Extract provided |
Start of Block

To compare the telomere length between infection-positive and -negative groups, an independent t-test was performed. The association between proviral load and telomere length was assessed using both Pearson’s correlation and simple linear regression. Pearson’s correlation was used to test the direction and strength of the association (reported as the r and the p-value). Simple linear regression was used to visualise the trend, estimate the regression line with a 95% confidence interval, and determine the R-squared value. To control for the potential confounding effect of age, telomere length was considered as an age-related factor in relation to KoRV infection status. An interaction term was included in a linear model to test whether the association between infection and telomere length varied with age. Other factors, including DNA concentration and leukocyte count, were also taken into account in the data analysis. Descriptive statistics, group comparisons, and Pearson’s correlation were performed using the SPSS Statistics software v26 (IBM, NY, USA). Linear modelling, including simple linear regression of proviral load versus telomere length, and the interaction term between age and KoRV status, was conducted in R statistical software (Version 4.4.2, R Core Team, Vienna, Austria). The level of statistical significance was set at p-Value = 0.05.

End of Block

About this exercise | Write the next part of the passage on statistical methods for comparing telomere length and KoRV infection, starting after its last sentence. The records come from a separate source, unrelated to the passage.

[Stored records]

Start of Block

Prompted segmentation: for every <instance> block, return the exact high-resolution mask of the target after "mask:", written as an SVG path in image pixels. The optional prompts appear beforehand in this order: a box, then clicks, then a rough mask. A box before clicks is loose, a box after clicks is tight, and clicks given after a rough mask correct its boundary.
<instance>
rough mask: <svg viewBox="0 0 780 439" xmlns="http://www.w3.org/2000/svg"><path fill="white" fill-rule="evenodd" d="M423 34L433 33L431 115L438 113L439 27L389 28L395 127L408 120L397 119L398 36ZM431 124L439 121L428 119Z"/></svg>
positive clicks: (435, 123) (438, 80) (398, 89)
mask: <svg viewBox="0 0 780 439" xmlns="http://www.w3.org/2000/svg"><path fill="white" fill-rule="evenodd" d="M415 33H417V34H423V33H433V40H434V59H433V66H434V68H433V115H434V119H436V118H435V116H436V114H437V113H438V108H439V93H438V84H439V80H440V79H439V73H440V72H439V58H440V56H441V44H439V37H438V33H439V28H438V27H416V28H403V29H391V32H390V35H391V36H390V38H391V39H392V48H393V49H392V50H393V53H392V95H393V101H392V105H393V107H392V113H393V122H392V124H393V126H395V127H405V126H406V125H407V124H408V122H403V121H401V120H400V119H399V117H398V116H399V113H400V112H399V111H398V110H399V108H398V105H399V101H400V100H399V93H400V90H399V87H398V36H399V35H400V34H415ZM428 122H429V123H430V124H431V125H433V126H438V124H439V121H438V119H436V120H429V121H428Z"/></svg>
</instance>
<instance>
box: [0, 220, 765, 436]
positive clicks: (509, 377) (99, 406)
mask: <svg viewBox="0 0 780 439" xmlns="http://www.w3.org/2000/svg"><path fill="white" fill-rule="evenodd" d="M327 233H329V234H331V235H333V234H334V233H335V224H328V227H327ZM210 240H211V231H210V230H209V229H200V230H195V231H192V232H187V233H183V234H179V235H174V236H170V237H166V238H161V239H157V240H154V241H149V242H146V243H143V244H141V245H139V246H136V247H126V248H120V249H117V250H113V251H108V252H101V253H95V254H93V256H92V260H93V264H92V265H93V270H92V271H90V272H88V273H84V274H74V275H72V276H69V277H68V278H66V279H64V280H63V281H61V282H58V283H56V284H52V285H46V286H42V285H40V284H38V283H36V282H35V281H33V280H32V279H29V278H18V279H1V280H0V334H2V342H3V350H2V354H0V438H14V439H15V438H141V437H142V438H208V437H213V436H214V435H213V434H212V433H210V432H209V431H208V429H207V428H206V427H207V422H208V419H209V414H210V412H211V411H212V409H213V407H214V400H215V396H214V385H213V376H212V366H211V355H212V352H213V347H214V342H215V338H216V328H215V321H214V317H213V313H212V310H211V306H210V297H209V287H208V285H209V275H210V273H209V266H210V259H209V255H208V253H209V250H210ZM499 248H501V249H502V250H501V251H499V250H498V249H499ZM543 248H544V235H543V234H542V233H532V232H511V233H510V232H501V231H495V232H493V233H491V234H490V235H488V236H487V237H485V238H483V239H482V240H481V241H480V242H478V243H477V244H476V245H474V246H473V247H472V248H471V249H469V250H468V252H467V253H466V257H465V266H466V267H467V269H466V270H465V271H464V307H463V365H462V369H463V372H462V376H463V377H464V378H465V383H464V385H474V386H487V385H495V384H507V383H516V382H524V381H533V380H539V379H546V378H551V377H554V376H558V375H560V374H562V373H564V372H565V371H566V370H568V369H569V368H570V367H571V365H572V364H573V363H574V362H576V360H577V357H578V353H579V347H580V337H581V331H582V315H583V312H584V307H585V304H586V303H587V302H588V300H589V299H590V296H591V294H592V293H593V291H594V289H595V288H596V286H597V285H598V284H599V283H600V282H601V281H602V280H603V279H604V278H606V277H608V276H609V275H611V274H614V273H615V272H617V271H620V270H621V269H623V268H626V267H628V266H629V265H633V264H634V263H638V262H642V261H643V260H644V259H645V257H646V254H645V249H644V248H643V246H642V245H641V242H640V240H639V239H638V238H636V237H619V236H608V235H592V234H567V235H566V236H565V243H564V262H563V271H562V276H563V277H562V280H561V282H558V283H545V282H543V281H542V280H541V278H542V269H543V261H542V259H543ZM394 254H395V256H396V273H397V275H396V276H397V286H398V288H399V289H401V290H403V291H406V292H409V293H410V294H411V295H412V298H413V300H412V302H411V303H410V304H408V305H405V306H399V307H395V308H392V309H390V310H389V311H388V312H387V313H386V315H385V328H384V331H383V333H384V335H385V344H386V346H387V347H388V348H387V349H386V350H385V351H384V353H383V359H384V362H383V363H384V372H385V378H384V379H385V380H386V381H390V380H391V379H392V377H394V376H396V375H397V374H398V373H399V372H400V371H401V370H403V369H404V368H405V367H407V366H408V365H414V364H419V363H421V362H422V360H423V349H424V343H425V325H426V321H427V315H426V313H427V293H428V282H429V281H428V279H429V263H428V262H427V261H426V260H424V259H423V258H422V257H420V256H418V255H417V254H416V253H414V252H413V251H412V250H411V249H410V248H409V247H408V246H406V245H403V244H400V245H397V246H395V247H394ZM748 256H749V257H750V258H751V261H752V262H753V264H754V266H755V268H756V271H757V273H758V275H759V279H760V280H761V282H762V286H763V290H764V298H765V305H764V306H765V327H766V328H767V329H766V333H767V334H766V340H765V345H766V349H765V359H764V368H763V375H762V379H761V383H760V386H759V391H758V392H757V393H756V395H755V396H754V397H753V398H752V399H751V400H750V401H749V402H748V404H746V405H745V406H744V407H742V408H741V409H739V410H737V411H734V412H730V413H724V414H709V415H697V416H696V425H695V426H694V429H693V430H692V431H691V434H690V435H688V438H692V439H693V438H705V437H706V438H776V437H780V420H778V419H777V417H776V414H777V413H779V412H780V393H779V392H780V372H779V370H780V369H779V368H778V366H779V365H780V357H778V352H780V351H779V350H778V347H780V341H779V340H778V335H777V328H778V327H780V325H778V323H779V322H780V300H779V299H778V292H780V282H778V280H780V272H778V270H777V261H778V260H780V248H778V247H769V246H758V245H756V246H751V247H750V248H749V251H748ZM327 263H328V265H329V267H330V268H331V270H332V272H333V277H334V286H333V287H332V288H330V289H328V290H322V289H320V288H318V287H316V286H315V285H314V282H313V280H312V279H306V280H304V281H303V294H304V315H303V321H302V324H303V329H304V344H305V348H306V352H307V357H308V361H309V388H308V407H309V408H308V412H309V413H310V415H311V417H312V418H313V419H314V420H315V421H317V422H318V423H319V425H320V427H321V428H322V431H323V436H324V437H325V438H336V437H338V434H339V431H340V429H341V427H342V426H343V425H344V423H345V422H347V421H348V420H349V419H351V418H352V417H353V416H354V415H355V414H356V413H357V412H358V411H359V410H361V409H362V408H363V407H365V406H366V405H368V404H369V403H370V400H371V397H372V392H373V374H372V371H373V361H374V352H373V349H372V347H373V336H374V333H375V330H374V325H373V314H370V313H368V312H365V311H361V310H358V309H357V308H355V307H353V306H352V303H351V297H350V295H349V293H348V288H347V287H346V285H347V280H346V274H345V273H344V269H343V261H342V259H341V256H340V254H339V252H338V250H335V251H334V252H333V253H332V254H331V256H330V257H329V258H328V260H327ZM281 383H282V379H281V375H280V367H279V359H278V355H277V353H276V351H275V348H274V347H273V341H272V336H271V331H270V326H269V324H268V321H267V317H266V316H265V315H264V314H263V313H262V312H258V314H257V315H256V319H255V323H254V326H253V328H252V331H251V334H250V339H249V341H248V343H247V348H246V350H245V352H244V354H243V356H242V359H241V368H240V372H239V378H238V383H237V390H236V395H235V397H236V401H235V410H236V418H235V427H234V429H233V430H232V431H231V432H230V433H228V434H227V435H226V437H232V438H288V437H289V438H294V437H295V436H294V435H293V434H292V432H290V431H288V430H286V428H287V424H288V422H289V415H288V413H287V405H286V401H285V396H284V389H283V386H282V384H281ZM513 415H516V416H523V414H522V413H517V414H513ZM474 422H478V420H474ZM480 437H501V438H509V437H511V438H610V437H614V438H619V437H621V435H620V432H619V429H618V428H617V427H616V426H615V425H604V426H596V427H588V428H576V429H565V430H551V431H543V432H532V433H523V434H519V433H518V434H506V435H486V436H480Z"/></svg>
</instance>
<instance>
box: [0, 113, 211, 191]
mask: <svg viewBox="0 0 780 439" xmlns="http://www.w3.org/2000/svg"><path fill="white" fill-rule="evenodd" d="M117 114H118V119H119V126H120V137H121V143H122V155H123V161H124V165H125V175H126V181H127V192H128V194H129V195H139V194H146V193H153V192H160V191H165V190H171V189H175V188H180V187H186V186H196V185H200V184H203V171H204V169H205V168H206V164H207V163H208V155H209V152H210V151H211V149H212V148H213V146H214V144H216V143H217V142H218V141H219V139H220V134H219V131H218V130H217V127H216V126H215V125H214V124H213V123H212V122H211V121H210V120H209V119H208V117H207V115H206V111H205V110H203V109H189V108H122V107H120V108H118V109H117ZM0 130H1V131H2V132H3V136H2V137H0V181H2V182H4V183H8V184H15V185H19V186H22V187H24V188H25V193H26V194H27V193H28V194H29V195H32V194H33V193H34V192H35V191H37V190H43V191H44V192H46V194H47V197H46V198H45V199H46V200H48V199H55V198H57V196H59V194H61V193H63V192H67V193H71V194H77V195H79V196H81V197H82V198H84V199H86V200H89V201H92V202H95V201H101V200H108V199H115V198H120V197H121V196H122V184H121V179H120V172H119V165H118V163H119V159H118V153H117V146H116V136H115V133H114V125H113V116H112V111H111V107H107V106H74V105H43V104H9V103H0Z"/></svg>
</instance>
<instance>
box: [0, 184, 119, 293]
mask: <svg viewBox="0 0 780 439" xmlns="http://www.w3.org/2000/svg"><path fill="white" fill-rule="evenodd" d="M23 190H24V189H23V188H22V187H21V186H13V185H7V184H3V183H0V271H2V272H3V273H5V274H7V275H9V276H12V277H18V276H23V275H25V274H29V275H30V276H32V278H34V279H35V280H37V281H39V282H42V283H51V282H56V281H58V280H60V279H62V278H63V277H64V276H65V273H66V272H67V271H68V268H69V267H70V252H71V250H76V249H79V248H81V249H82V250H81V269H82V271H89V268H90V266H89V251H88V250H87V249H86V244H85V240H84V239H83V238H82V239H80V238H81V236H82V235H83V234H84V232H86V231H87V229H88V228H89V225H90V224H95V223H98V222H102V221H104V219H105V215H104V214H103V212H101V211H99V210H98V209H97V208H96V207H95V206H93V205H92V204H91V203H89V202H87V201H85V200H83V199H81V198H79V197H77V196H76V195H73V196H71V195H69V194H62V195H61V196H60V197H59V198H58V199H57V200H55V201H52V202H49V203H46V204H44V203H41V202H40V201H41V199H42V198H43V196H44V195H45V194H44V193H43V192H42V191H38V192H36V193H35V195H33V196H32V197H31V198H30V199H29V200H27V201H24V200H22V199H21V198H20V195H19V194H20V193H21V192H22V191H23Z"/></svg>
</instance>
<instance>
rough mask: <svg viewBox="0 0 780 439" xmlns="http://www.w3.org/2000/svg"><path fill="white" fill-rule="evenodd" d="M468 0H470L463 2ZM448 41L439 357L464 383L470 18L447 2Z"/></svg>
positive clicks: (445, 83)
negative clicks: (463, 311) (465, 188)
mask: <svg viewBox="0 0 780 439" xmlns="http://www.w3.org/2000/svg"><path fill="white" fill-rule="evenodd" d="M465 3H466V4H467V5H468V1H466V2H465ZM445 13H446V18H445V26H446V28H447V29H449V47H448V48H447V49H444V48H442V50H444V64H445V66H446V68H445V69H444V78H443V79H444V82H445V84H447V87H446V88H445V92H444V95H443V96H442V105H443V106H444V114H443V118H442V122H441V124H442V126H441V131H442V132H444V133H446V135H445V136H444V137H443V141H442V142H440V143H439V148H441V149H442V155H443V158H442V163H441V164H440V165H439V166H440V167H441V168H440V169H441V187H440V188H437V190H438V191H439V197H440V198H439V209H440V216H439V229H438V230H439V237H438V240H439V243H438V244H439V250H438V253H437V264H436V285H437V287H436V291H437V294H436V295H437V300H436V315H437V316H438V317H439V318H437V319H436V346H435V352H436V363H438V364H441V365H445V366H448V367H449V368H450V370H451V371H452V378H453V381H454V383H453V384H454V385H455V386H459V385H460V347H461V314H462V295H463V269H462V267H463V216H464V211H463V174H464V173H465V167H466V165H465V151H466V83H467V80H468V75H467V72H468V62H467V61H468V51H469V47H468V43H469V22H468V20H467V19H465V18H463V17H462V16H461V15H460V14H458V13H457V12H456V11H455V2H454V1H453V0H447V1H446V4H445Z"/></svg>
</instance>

End of Block

Result |
3. Results

3.1. Average Telomere Length

A total of 52 blood samples were available from wild koalas in the previous study (18 KoRV-positive and 34 KoRV-negative). Due to the DNA quality and quantity, 47 DNA samples were included in this analysis (Table 1). Five samples (1 KoRV-positive and 4 KoRV-negative, 9.6%) were eliminated from the study; two KoRV-negative samples due to DNA degradation, two Ct values were greater than 28 and considered as false positives according to the manufacturer’s instructions, and one outlier in KoRV-positive samples due to exceeding plausible biological ranges of DNA length (179,602 Kb; Ct(SCR) 27.628).
The koala samples showed a typical, clean, sigmoidal qPCR amplification curve (Figures S1 and S2). Overall, infected koalas showed significantly higher telomere length (Mean+/-SD = 5140 ± 8622 vs. 1707 ± 2399; t = −2.059, p-Value = 0.045) compared to KoRV-negative counterparts (Figure 1).

3.2. Proviral-Load Analysis

Samples (n = 47) were also analysed for their relationship between proviral load and telomere lengths. A significant positive correlation was found (r = 0.421, p-value = 0.003), suggesting that higher proviral load is associated with longer telomere lengths (Figure 2). The linear regression yielded an R-squared value of 0.178.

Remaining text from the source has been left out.